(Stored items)
----

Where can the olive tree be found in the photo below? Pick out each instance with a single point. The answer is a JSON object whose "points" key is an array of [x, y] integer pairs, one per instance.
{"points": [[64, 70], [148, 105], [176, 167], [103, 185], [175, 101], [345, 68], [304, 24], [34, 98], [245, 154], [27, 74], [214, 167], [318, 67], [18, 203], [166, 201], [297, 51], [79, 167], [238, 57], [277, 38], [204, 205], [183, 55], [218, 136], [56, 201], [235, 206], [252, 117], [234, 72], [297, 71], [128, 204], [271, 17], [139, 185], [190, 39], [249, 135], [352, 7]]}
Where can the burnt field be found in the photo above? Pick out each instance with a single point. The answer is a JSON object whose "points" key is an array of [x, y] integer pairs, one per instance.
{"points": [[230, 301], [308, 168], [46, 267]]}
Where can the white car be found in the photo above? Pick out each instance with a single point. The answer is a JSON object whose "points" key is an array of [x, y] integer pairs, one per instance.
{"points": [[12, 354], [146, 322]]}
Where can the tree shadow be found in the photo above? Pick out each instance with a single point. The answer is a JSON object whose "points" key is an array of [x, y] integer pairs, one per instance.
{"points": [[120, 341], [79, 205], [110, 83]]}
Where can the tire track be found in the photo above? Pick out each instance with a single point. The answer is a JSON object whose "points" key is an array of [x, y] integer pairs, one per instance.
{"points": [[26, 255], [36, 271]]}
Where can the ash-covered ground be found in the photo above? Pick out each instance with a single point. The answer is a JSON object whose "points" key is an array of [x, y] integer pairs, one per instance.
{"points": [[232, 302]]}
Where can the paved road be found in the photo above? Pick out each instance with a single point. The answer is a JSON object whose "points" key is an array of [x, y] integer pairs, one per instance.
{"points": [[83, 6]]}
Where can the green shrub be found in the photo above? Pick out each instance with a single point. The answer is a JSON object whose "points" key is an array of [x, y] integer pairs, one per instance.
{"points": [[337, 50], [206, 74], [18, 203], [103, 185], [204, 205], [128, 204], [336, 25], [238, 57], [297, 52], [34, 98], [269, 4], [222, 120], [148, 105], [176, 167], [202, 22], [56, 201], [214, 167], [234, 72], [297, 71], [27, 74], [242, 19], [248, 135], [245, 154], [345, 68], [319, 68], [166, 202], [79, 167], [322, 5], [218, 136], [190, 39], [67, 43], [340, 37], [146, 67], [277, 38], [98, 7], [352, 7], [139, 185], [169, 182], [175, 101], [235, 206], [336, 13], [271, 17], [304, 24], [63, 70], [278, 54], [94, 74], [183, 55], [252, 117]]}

----

**Problem**
All the data above should be set down a second time, exactly.

**Solution to the problem**
Where can the olive tree be found in the photo below? Pick out each instance with a single point. The answer is a JSON object whose "points" key is an array of [x, y] integer pairs, one per instance.
{"points": [[64, 70], [148, 105], [176, 167], [103, 185], [175, 101], [345, 68], [304, 24], [34, 98], [245, 154], [27, 74], [214, 167], [318, 67], [18, 203], [166, 201], [297, 51], [79, 167], [238, 57], [277, 38], [204, 205], [183, 55], [218, 136], [56, 201], [235, 206], [252, 117], [234, 72], [297, 71], [128, 204], [271, 17], [139, 185], [190, 39], [249, 135], [352, 7]]}
Where can the burnt field be found in the photo above? Pick out each instance with a single point. The answer is a JSON object whose "points" key is an array of [x, y] integer pairs, one per instance.
{"points": [[230, 301], [308, 168], [46, 267]]}
Where can the white car be found in the photo above? Pick out each instance with a single point. The answer is a JSON object whose "points" key is an array of [x, y] integer pairs, one per instance.
{"points": [[12, 354], [146, 322]]}
Where can the tree shadow be found in the photo above? Pick out each instance with a single point. The answer is a JSON object whose "points" key is an array of [x, y] integer pairs, one per instance.
{"points": [[120, 341], [79, 205], [110, 83]]}
Where can the tire track be found in the photo above? Pick out each instance with a single point. The answer is a JSON object whose "points" key is an array of [x, y] integer pairs, one per instance.
{"points": [[26, 255], [36, 271]]}
Where can the ash-covered ground be found in the photo above? Pick out each instance with a single point. The answer is a JSON object whose "points" key is an array of [x, y] integer pairs, one per instance.
{"points": [[232, 302]]}
Where can the paved road be found in the photo above? Pick out each instance with a single point. The answer is a JSON object whose "points" key is an array of [x, y] integer pairs, one per instance.
{"points": [[83, 6]]}
Where can the green shrub be found in the photo above? Pick out each instance with a single point. The answer is a JSON object whose "points" key is an array of [x, y] integer pairs, one per instance.
{"points": [[337, 50], [206, 74], [18, 203], [103, 185], [204, 205], [128, 204], [336, 25], [238, 57], [297, 52], [34, 98], [269, 4], [222, 120], [148, 105], [176, 167], [202, 22], [56, 201], [214, 167], [234, 72], [297, 71], [27, 74], [242, 19], [248, 135], [245, 154], [345, 68], [319, 68], [166, 202], [79, 167], [322, 5], [218, 136], [190, 39], [67, 43], [340, 37], [146, 67], [277, 38], [98, 7], [352, 7], [139, 185], [169, 182], [175, 101], [235, 206], [336, 13], [271, 17], [304, 24], [63, 70], [278, 54], [94, 74], [183, 55], [252, 117]]}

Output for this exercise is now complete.